In a recent interview a leading political figure was asked, ‘Are you happy, Mr …?’ This prompts a more fundamental question, What do people mean by ‘being happy’? For the Christian, reference must be made to the only authoritative source of wisdom – the Scriptures: and, for the present dispensation, the New Testament in particular.

The only word in the original translated ‘happy’ in the New Testament is the Greek word makarios; and in the most literal of translations (JND) this is usually rendered ‘blessed’, being applied even to God Himself, 1 Tim. 1. 11 and 6. 15. The only passages in which JND translates makarios as ‘happy’ are Acts 26. 2, where Paul says, ‘I count myself happy, king Agrippa …’, and 1 Corinthians 7. 40 where, speaking of a widow, he writes, ‘But she is happier if she so abide, after my judgment’. The noun ‘makarismos’ occurs only twice, in Romans 4. 6, 9; Galatians 4. 15, where it is rendered ‘blessedness’. Finally, the verb from the same root, makarizo is translated ‘call blessed’: ‘call me blessed’ in Luke 1. 48, and ‘we call them blessed who have endured’ in James. 5. 11.

Before looking at the contexts in which makarios is used in the N.T. it is well to note the normal connotation of the words ‘happy’ and ‘happiness’ in the world today. It is fair to say that it is usually a self-centred concept, to which most commercial advertising is addressed, e.g. as in ‘happiness is … ‘ (something material which the advertiser is trying to sell). Apart from this widespread usage, the word ‘happy’ is often used in everyday life with the individual essentially the central subject, as in, ‘Are you happy in your work, home life, etc?’ While such questions often extend into other areas of a person’s life besides the material, they usually concentrate on the feelings of the person concerned, and what is entirely material plays a large part in the consideration of the question. There is an indication of that kind of existence in Paul’s statement to the Corinthians, that if there is no resurrection (‘if the dead rise not’) ‘let us eat and drink; for tomorrow we die’, 1 Cor. 15. 32: and in our Lord’s words, ‘For as in the days that were before the flood they were eating and drinking, marrying and giving in marriage (i.e. things perfectly legitimate, even necessary, in themselves) until the day came that Noe entered into the ark, and knew not until the flood came, and took them all away’, Matt. 24. 38-39.

* DIRECTIONS *
• a. Answer these questions about the text on happiness.
(i) What Greek word is the only one translated "happy" in the New Testament?
(ii) In which verse of Luke does "call me blessed" appear?
(iii) Which verse is given for Paul's words "let us eat and drink; for tomorrow we die"?
• b. Retype a section of the text on happiness, beginning at the words "In a recent" and stopping after the words "Testament in particular.".

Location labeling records
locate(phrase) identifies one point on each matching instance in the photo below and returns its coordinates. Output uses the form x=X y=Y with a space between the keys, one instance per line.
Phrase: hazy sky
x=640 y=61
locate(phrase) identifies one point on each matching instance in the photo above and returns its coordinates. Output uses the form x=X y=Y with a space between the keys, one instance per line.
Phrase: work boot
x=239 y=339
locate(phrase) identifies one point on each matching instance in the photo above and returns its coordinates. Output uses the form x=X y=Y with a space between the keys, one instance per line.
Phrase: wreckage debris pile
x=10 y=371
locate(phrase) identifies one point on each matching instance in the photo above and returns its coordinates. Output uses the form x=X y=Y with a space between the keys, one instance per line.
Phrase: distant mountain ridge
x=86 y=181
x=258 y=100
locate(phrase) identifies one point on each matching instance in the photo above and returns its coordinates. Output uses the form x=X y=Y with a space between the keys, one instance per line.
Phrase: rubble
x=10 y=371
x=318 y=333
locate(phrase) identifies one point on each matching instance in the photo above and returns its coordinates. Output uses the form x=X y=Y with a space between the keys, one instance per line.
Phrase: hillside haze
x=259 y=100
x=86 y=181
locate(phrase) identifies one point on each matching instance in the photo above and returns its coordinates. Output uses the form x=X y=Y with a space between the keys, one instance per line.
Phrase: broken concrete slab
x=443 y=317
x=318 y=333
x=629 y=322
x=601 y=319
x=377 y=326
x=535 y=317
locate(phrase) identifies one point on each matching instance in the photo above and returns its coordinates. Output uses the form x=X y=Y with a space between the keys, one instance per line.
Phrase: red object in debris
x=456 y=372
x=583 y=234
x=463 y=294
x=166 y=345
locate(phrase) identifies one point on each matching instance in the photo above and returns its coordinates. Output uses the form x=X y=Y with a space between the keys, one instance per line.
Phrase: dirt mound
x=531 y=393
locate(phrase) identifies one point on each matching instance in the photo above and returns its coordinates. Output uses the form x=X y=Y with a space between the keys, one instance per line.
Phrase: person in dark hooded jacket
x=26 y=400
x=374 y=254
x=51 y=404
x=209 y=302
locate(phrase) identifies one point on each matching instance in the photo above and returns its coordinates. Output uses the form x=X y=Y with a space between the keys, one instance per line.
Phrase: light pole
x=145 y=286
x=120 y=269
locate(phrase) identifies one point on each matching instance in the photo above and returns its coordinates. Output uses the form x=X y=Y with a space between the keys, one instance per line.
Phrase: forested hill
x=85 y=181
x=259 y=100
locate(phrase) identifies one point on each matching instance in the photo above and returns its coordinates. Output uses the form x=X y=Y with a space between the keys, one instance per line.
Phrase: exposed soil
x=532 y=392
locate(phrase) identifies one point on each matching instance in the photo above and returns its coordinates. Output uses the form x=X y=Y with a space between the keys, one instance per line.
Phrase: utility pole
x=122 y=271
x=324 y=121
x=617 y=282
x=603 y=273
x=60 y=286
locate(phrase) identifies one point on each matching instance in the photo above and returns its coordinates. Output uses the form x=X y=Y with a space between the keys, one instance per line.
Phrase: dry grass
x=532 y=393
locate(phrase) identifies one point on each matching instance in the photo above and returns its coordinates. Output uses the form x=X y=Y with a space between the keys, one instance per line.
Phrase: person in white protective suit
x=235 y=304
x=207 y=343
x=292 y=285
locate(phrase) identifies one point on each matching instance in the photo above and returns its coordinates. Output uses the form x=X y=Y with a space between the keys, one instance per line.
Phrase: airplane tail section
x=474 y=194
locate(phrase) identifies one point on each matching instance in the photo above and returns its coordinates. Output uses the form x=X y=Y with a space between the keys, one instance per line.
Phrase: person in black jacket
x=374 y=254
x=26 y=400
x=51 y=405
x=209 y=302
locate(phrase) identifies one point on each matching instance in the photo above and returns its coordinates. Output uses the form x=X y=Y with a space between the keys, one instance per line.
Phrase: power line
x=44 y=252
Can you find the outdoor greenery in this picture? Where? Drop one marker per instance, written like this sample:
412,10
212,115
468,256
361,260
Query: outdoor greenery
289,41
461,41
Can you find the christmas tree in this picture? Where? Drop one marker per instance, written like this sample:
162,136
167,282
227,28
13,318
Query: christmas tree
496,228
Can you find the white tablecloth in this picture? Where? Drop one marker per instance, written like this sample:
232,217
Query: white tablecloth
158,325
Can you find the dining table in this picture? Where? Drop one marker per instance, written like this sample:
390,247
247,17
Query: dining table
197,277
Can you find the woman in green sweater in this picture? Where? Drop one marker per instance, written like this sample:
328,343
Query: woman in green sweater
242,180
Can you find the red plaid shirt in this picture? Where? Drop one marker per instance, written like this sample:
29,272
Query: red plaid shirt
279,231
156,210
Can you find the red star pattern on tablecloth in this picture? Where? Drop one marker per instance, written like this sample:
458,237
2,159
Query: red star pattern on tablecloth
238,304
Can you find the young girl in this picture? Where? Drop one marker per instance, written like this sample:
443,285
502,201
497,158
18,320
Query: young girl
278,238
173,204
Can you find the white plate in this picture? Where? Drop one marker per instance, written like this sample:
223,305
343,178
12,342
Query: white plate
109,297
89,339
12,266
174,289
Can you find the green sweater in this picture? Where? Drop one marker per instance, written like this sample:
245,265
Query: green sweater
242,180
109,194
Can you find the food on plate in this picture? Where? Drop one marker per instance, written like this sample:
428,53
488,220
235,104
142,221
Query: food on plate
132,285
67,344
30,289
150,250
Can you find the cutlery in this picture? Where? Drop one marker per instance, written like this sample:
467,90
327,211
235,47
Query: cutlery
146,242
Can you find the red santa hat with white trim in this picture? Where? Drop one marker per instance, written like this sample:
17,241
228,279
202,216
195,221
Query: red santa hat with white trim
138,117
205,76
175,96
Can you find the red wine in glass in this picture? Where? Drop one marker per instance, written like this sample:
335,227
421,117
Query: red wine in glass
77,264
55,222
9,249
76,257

* ANSWER LIST *
• a.
(i) Makarios
(ii) Luke 1. 48
(iii) 1 Cor. 15. 32

• b.
In a recent interview a leading political figure was asked, ‘Are you happy, Mr …?’ This prompts a more fundamental question, What do people mean by ‘being happy’? For the Christian, reference must be made to the only authoritative source of wisdom – the Scriptures: and, for the present dispensation, the New Testament in particular.